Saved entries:
* Start *

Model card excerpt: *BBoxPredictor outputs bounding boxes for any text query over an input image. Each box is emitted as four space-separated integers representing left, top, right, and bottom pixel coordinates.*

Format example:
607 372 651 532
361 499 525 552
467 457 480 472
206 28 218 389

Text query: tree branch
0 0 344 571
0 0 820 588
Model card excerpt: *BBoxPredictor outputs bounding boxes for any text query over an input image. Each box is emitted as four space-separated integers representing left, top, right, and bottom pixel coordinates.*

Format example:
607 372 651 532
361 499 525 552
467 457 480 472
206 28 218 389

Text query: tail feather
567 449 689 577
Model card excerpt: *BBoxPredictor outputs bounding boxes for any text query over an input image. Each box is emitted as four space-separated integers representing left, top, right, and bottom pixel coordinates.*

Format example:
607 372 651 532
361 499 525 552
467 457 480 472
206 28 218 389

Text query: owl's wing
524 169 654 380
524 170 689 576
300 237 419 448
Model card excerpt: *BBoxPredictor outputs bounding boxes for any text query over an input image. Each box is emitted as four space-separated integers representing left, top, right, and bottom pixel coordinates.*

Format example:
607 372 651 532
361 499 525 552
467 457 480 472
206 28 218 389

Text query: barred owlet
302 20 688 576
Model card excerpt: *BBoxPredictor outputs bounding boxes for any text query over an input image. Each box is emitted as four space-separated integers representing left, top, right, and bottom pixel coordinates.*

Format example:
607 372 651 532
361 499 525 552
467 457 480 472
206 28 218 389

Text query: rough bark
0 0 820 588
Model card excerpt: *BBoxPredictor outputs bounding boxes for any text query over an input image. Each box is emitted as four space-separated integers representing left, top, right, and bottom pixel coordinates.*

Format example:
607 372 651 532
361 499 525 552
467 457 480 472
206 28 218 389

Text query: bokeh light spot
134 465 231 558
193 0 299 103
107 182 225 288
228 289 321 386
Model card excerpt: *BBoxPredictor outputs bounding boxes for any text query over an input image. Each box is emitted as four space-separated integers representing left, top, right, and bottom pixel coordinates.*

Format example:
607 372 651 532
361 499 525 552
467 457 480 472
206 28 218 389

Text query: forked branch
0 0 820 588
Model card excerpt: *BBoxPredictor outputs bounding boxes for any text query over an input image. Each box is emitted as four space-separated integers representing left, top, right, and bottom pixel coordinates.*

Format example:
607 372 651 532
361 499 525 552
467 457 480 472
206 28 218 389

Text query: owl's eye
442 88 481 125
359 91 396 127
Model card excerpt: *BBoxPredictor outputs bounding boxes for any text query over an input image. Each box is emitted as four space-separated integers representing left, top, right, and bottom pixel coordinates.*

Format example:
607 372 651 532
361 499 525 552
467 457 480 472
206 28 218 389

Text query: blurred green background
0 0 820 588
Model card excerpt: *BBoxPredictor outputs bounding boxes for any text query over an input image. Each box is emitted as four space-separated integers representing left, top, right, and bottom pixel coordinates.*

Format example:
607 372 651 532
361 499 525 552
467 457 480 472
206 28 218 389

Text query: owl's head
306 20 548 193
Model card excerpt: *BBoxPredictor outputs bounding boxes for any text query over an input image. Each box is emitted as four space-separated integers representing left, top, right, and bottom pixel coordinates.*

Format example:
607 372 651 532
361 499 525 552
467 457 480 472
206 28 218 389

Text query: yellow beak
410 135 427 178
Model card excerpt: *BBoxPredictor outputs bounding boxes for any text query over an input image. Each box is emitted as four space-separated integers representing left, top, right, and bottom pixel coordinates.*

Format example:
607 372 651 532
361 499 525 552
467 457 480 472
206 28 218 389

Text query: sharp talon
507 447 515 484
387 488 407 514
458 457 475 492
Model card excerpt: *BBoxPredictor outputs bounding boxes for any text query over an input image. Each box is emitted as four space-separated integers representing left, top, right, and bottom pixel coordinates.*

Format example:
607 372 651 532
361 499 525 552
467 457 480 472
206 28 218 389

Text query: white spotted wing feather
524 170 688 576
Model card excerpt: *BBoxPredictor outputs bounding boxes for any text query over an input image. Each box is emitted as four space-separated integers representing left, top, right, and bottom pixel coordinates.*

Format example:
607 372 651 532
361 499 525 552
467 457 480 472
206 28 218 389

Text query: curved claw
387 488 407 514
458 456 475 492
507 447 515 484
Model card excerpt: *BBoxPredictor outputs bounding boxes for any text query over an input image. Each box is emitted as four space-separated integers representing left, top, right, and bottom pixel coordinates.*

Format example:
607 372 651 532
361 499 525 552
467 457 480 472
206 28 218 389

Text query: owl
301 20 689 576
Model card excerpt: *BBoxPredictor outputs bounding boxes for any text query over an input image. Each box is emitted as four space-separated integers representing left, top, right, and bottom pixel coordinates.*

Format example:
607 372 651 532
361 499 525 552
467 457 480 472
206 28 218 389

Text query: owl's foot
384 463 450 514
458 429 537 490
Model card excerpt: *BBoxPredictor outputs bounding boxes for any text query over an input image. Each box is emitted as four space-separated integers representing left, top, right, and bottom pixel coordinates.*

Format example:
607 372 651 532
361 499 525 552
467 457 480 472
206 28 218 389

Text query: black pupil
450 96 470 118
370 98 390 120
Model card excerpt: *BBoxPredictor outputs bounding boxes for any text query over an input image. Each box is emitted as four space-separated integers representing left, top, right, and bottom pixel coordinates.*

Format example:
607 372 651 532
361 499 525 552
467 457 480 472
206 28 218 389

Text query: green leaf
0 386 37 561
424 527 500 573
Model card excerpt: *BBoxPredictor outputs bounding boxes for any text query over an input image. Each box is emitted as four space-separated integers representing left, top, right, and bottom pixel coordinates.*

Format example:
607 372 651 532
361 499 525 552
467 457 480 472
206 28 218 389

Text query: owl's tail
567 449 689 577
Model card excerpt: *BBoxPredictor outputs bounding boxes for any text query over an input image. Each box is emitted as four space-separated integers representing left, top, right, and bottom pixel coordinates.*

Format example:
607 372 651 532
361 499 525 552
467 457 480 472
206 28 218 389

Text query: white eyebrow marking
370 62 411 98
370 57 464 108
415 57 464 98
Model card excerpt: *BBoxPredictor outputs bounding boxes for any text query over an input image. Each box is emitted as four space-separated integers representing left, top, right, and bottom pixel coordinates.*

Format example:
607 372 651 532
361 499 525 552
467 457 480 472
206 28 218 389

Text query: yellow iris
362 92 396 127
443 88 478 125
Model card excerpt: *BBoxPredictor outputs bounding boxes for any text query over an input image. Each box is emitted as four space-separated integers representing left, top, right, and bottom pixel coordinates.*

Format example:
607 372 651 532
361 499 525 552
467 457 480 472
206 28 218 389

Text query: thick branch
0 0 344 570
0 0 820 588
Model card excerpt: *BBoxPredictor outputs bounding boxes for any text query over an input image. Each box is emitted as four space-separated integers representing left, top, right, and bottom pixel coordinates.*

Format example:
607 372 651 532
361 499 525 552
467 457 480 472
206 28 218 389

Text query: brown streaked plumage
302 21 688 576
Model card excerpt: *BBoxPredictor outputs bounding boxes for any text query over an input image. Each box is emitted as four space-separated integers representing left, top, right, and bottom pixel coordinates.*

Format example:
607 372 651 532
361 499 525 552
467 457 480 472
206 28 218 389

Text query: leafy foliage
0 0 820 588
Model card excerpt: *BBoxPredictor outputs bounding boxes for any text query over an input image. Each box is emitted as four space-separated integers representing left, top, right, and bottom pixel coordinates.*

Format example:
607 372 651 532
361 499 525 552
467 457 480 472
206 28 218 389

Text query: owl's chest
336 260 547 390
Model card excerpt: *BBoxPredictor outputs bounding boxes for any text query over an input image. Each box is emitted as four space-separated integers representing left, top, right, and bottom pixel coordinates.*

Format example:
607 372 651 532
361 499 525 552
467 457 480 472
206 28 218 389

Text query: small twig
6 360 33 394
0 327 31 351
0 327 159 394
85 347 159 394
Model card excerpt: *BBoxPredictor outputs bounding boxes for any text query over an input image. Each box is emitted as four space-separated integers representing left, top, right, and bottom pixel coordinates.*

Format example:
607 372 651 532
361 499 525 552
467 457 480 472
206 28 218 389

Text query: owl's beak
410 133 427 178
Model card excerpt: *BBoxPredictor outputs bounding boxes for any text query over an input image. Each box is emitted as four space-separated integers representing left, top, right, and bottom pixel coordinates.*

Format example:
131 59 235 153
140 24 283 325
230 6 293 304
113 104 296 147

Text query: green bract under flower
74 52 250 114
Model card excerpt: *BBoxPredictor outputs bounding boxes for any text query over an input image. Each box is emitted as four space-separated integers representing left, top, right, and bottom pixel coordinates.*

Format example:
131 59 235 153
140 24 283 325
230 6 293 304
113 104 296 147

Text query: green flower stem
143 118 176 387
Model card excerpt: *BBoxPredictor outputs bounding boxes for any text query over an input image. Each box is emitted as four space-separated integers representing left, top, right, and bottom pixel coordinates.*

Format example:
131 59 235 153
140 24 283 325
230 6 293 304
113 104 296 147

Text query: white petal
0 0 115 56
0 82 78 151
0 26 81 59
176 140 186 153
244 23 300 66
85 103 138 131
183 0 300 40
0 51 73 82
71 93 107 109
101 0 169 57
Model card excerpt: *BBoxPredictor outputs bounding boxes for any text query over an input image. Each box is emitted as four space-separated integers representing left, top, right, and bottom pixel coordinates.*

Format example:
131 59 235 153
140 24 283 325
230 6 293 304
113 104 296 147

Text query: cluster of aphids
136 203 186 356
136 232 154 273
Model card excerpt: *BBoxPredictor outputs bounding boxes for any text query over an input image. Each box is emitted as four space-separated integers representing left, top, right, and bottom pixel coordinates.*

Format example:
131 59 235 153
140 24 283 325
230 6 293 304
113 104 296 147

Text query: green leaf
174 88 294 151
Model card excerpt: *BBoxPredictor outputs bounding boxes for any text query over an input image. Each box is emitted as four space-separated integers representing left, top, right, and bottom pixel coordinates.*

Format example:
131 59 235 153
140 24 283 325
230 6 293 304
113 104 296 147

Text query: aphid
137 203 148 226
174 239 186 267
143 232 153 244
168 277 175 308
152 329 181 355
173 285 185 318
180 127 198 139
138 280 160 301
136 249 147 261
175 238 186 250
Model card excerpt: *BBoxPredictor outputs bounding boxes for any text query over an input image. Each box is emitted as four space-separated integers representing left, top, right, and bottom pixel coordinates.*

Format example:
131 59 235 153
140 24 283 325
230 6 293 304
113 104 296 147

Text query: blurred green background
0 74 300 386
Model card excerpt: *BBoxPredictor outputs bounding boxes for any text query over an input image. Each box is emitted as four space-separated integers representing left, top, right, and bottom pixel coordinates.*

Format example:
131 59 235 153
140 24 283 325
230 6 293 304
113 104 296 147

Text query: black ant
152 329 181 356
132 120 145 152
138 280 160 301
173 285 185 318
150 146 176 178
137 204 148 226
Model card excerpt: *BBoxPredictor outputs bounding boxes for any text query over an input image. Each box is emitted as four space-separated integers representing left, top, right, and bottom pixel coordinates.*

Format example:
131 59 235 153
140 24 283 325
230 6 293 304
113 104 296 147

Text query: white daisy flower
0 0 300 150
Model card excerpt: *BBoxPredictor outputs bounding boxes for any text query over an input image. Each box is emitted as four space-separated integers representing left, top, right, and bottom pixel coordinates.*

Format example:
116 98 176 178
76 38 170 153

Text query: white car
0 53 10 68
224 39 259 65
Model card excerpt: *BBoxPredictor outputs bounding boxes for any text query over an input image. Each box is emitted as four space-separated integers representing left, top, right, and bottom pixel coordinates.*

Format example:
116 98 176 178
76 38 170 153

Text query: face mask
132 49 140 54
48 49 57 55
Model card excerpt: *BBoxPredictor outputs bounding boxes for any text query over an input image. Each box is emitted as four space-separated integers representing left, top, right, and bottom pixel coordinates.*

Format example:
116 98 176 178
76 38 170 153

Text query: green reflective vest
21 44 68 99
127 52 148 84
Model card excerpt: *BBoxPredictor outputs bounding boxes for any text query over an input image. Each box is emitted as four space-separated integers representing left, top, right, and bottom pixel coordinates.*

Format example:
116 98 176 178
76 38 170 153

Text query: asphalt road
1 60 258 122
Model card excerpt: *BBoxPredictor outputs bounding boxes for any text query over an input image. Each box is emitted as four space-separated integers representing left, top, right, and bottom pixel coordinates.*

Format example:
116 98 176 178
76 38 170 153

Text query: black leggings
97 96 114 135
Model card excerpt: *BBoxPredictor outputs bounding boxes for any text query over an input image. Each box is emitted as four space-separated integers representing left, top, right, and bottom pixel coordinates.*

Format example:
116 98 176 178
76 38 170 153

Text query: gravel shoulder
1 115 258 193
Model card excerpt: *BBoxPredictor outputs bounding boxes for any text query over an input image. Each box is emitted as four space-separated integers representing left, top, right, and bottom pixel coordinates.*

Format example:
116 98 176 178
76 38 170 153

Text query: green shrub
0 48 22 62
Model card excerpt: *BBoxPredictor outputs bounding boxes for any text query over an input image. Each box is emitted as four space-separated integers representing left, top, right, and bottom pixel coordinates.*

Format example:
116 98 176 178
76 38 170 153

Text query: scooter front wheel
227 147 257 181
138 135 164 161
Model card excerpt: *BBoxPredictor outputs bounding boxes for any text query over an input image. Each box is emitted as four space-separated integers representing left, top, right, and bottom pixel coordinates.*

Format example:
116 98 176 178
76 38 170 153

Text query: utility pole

* End *

● **Problem description**
Extract from the data above every line that contains the word "branch", copying each such line in full.

● **Exercise answer**
Text query: tree branch
Text query: forked branch
Text query: thick branch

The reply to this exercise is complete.